RECORDS FOR PROCESSING |
%%
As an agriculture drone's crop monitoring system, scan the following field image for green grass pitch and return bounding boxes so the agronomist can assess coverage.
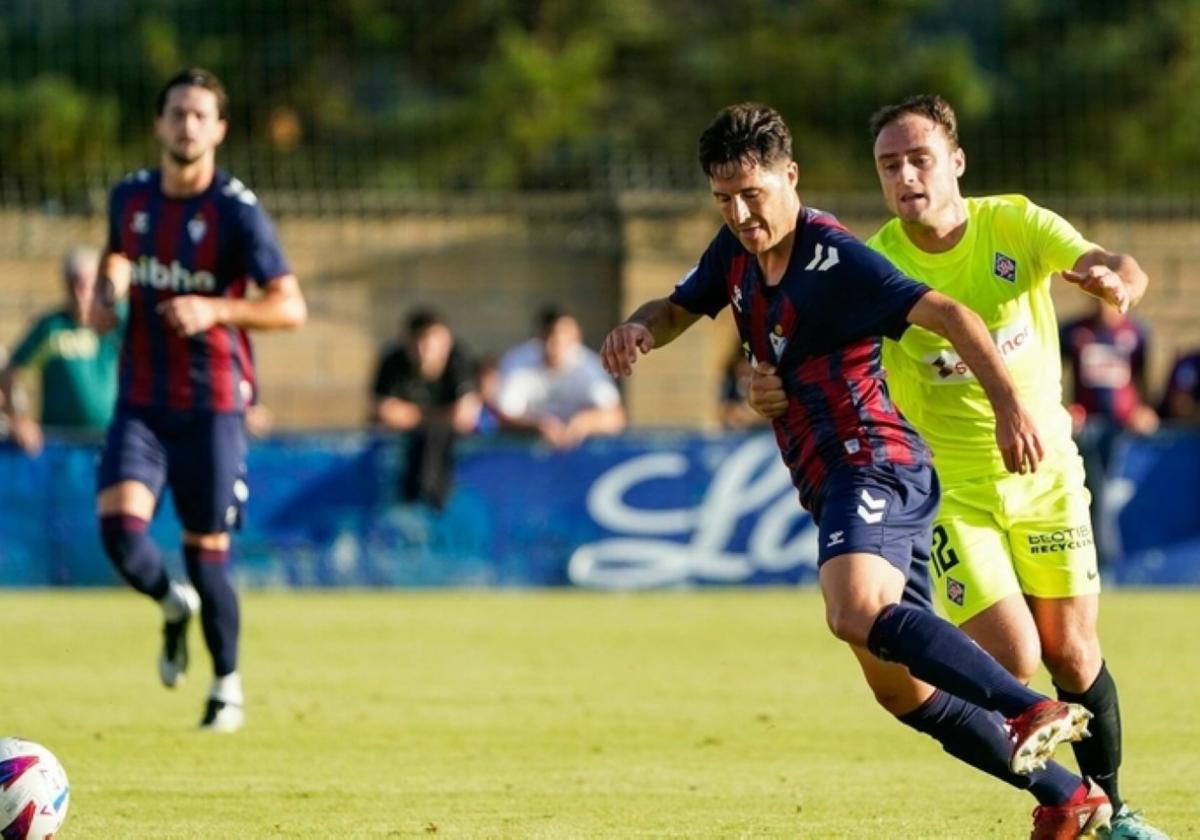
[4,589,1196,838]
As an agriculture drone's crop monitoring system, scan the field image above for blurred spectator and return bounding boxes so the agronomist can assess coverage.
[472,355,504,434]
[371,309,479,509]
[719,342,768,430]
[1159,350,1200,424]
[0,248,120,455]
[238,379,275,438]
[496,305,626,449]
[1060,300,1159,436]
[1060,300,1158,564]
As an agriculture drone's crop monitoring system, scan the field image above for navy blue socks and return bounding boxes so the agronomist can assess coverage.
[184,545,240,677]
[101,514,170,600]
[899,689,1081,806]
[867,603,1045,718]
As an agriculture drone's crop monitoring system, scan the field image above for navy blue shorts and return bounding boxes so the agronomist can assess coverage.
[812,462,939,611]
[98,406,248,535]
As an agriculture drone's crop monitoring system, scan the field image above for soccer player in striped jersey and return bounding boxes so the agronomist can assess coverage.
[751,95,1168,839]
[91,68,307,733]
[601,102,1110,838]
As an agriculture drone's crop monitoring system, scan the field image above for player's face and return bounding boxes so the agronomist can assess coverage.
[413,323,454,379]
[155,85,227,166]
[709,159,800,255]
[67,263,97,319]
[873,114,964,226]
[543,316,582,370]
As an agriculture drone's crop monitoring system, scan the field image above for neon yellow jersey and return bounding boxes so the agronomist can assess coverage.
[869,195,1095,482]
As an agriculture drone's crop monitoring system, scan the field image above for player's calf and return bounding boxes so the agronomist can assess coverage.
[100,514,171,599]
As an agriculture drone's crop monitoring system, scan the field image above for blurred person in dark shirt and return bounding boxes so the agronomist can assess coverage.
[1159,350,1200,424]
[371,308,479,508]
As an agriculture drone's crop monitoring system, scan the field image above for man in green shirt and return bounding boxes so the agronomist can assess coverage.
[1,248,120,454]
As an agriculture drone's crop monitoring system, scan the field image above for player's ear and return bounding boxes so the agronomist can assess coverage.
[786,160,798,187]
[953,146,965,178]
[214,118,228,146]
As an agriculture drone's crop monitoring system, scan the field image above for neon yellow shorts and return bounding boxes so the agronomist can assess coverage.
[928,457,1100,625]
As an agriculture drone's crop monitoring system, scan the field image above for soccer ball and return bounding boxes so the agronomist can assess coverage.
[0,738,70,839]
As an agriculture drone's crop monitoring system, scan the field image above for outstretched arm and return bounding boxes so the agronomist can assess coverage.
[907,290,1044,474]
[1061,248,1148,314]
[599,297,700,377]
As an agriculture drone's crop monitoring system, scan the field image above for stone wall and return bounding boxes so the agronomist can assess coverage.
[2,195,1198,428]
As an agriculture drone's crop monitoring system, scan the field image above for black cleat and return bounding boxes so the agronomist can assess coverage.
[158,584,200,688]
[199,697,245,733]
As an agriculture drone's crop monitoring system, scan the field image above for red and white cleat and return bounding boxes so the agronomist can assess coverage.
[1030,779,1113,839]
[1008,699,1093,774]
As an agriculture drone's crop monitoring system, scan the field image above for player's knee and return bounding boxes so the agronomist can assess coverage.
[996,637,1042,685]
[100,514,151,565]
[824,603,876,646]
[1042,637,1103,689]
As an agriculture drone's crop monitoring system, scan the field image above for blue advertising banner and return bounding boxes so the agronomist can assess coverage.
[1110,428,1200,584]
[0,430,1195,588]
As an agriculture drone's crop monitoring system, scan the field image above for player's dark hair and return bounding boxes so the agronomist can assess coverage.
[406,308,445,336]
[869,94,959,148]
[156,67,229,119]
[698,103,793,178]
[536,304,570,335]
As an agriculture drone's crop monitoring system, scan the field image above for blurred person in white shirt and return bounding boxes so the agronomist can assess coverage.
[496,305,625,449]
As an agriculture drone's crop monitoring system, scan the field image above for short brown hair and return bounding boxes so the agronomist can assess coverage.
[156,67,228,119]
[698,103,793,178]
[869,94,959,148]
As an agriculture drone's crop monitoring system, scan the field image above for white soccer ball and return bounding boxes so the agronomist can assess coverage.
[0,738,70,839]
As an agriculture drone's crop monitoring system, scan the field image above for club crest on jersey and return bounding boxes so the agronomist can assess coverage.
[131,211,149,234]
[993,252,1017,283]
[731,285,743,311]
[946,577,966,606]
[187,215,207,244]
[769,324,788,358]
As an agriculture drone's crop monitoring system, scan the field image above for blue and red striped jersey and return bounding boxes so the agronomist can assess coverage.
[105,169,290,414]
[670,207,932,512]
[1059,314,1149,428]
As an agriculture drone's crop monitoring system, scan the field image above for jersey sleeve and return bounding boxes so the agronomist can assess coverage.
[495,367,536,417]
[236,202,291,286]
[668,232,729,318]
[8,317,52,370]
[825,232,931,342]
[1023,201,1097,284]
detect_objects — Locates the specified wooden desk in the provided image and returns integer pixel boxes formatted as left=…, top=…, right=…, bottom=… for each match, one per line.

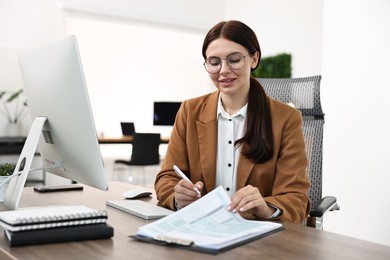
left=98, top=136, right=170, bottom=144
left=0, top=181, right=389, bottom=260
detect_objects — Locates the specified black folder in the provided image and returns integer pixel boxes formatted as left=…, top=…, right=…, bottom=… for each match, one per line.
left=131, top=225, right=284, bottom=255
left=5, top=223, right=114, bottom=247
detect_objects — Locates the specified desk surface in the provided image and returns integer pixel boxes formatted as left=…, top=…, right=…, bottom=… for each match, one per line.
left=0, top=181, right=389, bottom=260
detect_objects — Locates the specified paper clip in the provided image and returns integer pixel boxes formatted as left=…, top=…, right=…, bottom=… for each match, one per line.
left=154, top=235, right=194, bottom=246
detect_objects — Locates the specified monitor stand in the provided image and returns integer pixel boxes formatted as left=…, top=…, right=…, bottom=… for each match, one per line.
left=3, top=116, right=47, bottom=210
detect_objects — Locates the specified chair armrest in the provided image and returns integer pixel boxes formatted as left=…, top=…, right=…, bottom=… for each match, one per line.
left=309, top=196, right=339, bottom=217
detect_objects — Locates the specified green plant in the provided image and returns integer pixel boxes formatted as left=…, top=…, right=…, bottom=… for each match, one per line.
left=252, top=53, right=292, bottom=78
left=0, top=163, right=15, bottom=176
left=0, top=89, right=28, bottom=124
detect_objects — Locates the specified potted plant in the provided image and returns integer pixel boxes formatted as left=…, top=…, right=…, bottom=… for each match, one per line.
left=0, top=163, right=15, bottom=176
left=251, top=53, right=292, bottom=78
left=0, top=89, right=28, bottom=137
left=0, top=163, right=16, bottom=202
left=0, top=89, right=27, bottom=124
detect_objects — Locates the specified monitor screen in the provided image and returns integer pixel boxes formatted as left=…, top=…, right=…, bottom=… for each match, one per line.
left=6, top=36, right=108, bottom=209
left=153, top=102, right=181, bottom=126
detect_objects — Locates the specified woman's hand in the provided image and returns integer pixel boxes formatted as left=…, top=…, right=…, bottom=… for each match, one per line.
left=227, top=185, right=274, bottom=219
left=174, top=180, right=203, bottom=209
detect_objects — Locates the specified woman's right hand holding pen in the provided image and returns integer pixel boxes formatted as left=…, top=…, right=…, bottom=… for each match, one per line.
left=173, top=165, right=203, bottom=208
left=174, top=179, right=203, bottom=209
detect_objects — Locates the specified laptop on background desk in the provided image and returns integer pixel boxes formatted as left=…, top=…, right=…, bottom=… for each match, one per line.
left=120, top=122, right=135, bottom=136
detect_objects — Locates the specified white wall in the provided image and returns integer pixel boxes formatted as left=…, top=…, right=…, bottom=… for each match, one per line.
left=224, top=0, right=323, bottom=77
left=0, top=47, right=30, bottom=132
left=0, top=0, right=64, bottom=48
left=321, top=0, right=390, bottom=246
left=1, top=0, right=389, bottom=247
left=0, top=0, right=64, bottom=130
left=65, top=15, right=212, bottom=138
left=62, top=0, right=225, bottom=31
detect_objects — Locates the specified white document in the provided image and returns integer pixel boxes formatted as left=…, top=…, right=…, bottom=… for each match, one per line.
left=137, top=186, right=283, bottom=251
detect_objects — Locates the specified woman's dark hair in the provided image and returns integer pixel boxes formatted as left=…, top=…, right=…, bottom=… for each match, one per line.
left=202, top=20, right=274, bottom=163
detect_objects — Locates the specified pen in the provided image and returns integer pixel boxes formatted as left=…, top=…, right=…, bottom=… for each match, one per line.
left=173, top=165, right=201, bottom=196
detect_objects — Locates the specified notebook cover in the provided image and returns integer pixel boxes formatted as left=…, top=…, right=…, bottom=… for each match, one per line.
left=5, top=223, right=114, bottom=247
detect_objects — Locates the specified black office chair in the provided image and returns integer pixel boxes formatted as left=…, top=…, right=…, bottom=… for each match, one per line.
left=115, top=133, right=161, bottom=166
left=113, top=133, right=161, bottom=186
left=257, top=75, right=339, bottom=229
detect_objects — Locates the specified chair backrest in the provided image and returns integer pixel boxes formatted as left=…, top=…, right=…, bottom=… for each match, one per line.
left=257, top=75, right=324, bottom=206
left=130, top=133, right=161, bottom=165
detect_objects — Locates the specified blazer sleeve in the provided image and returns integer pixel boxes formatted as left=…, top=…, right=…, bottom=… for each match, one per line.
left=154, top=100, right=191, bottom=210
left=154, top=92, right=218, bottom=210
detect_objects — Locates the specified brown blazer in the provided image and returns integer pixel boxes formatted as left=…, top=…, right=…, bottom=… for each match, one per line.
left=155, top=90, right=310, bottom=224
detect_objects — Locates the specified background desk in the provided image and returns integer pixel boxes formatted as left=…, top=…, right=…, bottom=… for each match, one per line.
left=99, top=136, right=169, bottom=144
left=0, top=136, right=170, bottom=153
left=0, top=181, right=389, bottom=260
left=0, top=137, right=25, bottom=155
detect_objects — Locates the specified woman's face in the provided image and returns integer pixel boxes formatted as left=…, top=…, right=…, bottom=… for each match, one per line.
left=205, top=38, right=259, bottom=97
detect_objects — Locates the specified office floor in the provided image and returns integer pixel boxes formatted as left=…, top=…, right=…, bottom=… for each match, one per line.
left=104, top=156, right=161, bottom=189
left=99, top=144, right=167, bottom=189
left=1, top=146, right=164, bottom=189
left=39, top=156, right=161, bottom=189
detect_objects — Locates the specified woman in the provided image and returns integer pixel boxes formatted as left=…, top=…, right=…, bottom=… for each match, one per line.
left=155, top=20, right=310, bottom=224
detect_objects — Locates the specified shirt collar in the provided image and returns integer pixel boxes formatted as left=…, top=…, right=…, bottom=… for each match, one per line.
left=217, top=94, right=248, bottom=119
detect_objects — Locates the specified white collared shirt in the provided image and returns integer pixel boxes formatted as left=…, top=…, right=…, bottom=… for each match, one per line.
left=216, top=95, right=247, bottom=198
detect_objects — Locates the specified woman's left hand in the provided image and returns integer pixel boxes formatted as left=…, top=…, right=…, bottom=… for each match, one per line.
left=227, top=185, right=274, bottom=219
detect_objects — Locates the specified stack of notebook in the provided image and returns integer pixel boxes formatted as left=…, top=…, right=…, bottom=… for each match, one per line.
left=0, top=205, right=113, bottom=246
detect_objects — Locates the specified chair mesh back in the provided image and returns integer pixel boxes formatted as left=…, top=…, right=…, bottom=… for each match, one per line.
left=257, top=75, right=324, bottom=206
left=301, top=119, right=324, bottom=205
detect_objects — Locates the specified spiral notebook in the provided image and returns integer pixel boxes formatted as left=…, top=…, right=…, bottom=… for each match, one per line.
left=0, top=205, right=108, bottom=232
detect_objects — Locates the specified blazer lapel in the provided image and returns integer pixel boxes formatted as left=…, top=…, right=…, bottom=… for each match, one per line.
left=196, top=92, right=219, bottom=193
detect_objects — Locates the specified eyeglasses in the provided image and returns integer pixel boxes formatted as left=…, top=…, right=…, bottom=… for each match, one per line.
left=203, top=53, right=249, bottom=74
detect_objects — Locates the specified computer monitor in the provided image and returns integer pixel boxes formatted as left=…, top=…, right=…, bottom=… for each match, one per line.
left=153, top=101, right=181, bottom=126
left=4, top=35, right=108, bottom=210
%%
TO DO | Pull out every line from the one with "detect_objects — Locates the specified blazer lapel" to the end of the listing, and output only those.

ANSWER BELOW |
detect_objects — Locates the specified blazer lapel in the provided image and returns integer pixel boxes formatted as left=…, top=…, right=…, bottom=… for each match, one per line.
left=196, top=92, right=219, bottom=193
detect_objects — Locates the specified eyeglasses in the provided image and returns integer pixel boxes formatted as left=…, top=…, right=…, bottom=… for each match, one per line.
left=203, top=53, right=249, bottom=74
detect_objects — Locates the specified computer monitor in the provided image and returns integer pixel boxes formatted as left=…, top=…, right=…, bottom=… for each match, one per line.
left=153, top=101, right=181, bottom=126
left=4, top=35, right=108, bottom=210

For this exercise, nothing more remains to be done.